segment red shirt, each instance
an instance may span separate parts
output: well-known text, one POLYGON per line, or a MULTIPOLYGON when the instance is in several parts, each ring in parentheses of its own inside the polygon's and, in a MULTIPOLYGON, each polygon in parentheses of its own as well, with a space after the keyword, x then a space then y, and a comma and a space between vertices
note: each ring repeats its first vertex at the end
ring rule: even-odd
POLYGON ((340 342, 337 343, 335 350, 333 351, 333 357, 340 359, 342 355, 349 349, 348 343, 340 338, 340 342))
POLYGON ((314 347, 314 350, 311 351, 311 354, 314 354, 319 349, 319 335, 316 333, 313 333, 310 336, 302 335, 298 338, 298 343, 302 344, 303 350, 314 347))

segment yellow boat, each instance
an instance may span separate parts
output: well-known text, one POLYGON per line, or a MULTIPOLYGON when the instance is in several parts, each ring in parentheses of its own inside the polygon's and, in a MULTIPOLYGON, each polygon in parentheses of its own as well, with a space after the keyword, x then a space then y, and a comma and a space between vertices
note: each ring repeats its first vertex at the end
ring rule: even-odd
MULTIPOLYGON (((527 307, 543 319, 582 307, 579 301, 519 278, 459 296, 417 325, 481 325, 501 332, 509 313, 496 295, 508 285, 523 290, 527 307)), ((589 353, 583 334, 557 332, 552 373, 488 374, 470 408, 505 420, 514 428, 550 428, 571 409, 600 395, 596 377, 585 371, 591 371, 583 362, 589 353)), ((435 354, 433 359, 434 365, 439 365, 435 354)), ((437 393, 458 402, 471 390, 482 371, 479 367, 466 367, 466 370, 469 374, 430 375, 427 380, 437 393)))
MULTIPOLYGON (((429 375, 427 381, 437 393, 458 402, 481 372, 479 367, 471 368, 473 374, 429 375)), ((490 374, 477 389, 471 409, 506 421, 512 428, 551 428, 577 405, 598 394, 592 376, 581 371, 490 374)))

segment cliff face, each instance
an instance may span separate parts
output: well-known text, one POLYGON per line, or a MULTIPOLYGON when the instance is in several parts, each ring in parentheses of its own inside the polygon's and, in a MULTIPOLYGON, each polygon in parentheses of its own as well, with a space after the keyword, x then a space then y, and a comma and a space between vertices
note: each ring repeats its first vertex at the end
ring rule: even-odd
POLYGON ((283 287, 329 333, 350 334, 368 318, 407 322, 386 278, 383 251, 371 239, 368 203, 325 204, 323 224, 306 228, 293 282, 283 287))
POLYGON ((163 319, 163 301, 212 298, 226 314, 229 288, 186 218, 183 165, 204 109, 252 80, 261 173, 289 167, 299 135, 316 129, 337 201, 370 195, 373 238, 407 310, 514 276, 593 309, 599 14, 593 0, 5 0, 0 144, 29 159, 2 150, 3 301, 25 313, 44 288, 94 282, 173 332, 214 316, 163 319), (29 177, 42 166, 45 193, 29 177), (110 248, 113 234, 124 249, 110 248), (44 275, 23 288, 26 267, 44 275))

════════════════

▶ YOUR GOAL: Lines after the one containing "segment yellow boat, each instance" are not wanted; repeat exactly each line above from the first up to and including it.

▶ ANSWER SPACE:
segment red shirt, each instance
an instance may span separate parts
output: well-known text, one POLYGON per line, or a MULTIPOLYGON when the instance is in several parts, each ring in parentheses of its own inside the polygon's and, in a MULTIPOLYGON, each polygon in parentheses of its own as well, with a space after the keyword, x then a space then y, and a comma and a space between vertices
note: each ring repeats its first vertex at the end
ring rule: even-odd
POLYGON ((340 342, 337 343, 335 350, 333 351, 333 357, 340 359, 342 355, 349 349, 348 343, 340 338, 340 342))
POLYGON ((314 347, 314 350, 311 351, 311 354, 314 354, 319 349, 319 335, 316 333, 313 333, 310 336, 302 335, 298 338, 298 343, 302 344, 303 350, 314 347))

segment yellow boat, each instance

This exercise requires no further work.